The problem - How many lines of the records below contain the word "concrete"? Give only the number.

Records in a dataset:

-- begin --

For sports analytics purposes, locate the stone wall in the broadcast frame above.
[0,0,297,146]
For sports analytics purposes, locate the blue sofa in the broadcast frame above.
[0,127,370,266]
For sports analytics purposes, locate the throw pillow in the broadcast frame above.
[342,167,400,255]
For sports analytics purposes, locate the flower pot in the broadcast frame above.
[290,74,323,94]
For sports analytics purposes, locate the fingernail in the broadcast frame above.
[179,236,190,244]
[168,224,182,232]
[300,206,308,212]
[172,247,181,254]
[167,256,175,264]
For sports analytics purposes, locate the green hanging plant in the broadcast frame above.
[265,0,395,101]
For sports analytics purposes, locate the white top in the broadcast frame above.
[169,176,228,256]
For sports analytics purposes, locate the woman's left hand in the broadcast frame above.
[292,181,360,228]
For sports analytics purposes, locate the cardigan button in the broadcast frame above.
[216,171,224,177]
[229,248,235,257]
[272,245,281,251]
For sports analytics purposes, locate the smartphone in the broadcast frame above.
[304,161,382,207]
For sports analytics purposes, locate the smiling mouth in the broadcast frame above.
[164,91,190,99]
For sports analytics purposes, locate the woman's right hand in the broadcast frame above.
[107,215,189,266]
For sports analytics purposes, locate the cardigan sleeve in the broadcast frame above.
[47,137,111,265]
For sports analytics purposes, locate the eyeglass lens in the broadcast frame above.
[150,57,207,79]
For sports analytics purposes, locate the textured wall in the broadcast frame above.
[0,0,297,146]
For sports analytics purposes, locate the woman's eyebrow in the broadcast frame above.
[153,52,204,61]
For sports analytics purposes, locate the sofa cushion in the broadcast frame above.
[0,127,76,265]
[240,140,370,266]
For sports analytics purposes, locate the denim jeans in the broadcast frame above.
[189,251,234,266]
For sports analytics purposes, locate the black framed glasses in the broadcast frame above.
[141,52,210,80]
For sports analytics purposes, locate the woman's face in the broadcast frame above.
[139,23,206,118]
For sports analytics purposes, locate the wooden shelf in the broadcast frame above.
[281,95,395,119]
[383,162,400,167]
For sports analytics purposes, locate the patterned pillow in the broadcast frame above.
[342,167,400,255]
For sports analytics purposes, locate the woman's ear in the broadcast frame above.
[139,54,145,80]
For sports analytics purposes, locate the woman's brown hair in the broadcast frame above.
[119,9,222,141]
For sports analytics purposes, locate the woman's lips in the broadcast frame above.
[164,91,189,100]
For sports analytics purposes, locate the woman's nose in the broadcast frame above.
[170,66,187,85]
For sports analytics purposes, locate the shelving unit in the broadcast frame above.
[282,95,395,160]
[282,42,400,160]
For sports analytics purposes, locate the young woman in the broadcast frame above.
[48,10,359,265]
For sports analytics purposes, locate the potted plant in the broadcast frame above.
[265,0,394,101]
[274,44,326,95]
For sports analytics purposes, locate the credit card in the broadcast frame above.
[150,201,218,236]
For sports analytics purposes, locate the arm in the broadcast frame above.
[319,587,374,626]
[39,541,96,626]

-- end --
-- begin --

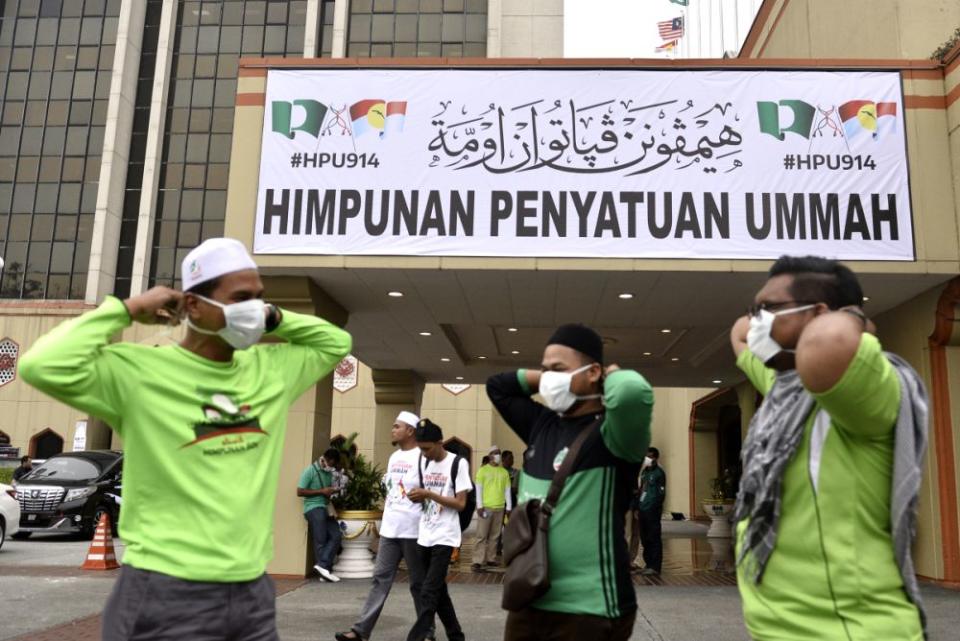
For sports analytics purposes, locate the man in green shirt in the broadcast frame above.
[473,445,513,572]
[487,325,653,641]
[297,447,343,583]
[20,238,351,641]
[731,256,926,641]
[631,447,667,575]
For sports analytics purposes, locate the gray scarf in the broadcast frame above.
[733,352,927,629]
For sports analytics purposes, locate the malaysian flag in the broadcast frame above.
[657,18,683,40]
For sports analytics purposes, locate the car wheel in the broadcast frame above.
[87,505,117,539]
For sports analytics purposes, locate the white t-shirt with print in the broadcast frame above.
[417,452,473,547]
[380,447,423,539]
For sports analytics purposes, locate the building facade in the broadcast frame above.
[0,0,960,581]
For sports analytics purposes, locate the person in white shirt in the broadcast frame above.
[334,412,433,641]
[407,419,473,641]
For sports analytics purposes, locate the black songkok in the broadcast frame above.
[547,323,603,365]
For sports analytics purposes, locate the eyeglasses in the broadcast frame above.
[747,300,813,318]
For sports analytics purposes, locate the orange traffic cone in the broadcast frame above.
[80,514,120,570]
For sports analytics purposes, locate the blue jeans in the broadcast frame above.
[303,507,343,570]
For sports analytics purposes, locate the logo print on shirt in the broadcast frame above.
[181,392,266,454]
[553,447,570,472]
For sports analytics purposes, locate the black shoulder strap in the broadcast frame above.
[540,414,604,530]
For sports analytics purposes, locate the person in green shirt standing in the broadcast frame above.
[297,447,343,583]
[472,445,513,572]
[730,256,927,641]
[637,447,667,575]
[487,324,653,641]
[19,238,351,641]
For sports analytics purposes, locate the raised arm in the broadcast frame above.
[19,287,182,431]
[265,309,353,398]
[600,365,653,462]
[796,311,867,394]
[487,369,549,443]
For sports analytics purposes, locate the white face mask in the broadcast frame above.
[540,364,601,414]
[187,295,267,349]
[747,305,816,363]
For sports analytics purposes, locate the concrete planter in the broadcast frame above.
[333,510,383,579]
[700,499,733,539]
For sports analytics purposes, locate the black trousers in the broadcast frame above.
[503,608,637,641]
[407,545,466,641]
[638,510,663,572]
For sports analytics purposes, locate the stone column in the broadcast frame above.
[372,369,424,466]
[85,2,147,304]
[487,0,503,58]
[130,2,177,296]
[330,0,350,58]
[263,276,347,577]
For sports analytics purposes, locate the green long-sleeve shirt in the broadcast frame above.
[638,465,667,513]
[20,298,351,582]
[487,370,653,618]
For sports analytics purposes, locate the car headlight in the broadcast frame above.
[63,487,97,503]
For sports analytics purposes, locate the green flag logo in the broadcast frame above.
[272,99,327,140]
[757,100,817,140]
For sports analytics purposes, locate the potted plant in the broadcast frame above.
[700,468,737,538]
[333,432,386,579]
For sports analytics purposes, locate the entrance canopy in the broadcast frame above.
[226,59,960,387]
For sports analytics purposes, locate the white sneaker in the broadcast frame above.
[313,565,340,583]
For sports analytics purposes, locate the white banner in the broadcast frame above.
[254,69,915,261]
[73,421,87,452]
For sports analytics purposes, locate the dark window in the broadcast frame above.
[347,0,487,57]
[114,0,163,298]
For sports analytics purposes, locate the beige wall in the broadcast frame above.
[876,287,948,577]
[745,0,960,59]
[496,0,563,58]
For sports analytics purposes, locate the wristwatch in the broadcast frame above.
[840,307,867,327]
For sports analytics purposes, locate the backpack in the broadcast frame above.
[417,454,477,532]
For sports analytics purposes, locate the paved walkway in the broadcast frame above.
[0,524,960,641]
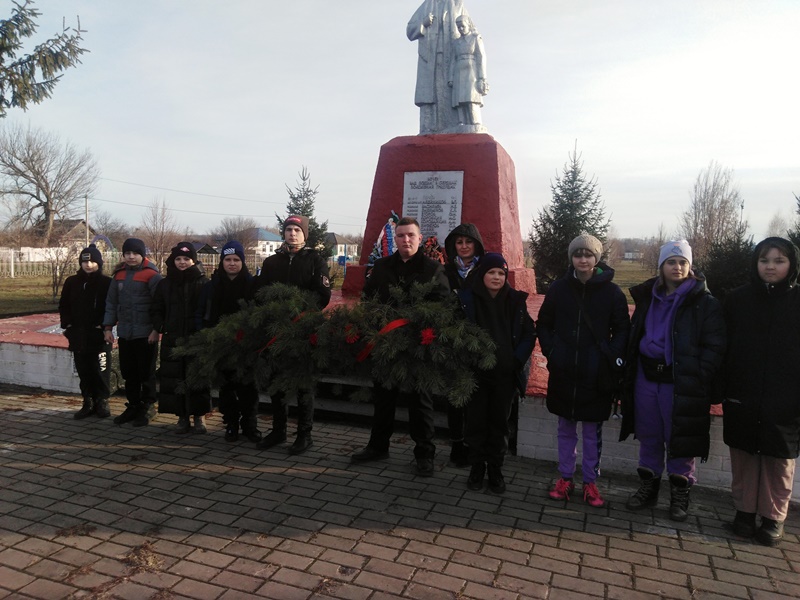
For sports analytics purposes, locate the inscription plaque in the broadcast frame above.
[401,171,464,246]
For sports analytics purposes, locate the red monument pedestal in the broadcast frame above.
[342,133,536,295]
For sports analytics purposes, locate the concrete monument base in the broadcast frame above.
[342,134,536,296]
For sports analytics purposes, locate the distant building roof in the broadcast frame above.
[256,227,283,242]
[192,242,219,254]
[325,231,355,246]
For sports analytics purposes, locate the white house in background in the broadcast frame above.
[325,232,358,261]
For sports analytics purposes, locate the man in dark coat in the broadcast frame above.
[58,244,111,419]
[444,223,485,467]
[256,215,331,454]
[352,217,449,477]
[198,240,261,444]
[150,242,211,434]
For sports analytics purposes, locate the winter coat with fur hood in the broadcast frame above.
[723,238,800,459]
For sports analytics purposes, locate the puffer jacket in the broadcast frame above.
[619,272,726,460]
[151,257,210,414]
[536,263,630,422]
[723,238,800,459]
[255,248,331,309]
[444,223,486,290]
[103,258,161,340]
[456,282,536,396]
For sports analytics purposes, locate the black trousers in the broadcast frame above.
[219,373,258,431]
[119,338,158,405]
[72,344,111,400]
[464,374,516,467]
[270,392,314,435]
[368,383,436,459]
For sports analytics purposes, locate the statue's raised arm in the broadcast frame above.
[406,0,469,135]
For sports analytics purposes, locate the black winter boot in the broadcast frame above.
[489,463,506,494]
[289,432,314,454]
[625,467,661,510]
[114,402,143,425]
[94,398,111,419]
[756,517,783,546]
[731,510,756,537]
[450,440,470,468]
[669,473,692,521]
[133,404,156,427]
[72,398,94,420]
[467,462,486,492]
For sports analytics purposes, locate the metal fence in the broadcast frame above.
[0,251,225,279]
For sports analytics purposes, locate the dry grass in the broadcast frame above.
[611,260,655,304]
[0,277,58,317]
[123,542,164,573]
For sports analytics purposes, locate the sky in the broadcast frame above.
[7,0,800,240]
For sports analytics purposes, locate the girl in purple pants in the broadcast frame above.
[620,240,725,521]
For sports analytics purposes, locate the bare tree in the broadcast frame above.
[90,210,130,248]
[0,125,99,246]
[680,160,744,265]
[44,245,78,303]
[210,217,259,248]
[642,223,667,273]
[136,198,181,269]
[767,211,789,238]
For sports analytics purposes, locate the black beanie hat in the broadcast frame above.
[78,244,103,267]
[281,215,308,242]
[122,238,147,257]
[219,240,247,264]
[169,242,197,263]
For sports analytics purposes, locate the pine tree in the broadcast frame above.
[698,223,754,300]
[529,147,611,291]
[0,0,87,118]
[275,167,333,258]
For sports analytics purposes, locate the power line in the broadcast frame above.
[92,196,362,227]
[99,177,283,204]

-- end --

Solved exercise - 2